● Source data
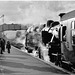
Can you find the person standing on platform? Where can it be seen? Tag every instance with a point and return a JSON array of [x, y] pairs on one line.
[[8, 46]]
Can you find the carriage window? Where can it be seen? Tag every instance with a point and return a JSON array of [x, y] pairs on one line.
[[73, 32], [64, 33]]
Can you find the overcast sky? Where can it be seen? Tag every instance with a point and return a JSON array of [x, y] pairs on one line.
[[33, 12]]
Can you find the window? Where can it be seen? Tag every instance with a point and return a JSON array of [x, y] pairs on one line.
[[73, 31]]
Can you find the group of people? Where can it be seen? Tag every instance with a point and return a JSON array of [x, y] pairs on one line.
[[51, 37], [4, 45]]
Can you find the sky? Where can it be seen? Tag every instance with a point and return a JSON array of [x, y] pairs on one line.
[[33, 12]]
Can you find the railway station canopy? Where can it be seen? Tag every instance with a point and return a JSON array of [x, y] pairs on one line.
[[12, 26]]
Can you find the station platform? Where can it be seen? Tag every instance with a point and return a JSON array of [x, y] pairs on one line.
[[21, 63]]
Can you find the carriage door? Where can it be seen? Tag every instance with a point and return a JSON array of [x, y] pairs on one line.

● Required action
Print from the line containing "Can you find the group" to the last line above, exactly as written.

● Exercise result
Can you find the group of people? Where can it be seen? Tag every instance with a point and return a JSON array of [x, y] pairs on one line.
[[51, 37], [4, 45]]
Can you find the sky? Where can it be seen? Tag every instance with a point and return a JSON array of [x, y] pairs on one line.
[[33, 12]]
Can you find the railway station canopy? Where can it be seen? Tag every instance with a point and return a JSON array of [x, y] pairs on one line.
[[12, 26]]
Can you find the station platform? Where can it be seen? Tag every instance with a point and return a JSON array of [x, y] pairs on one line.
[[21, 63]]
Can you find the carriage door? Where can it be seen? Tag every instance with a point and return a JSON array of [x, y] pairs on one line.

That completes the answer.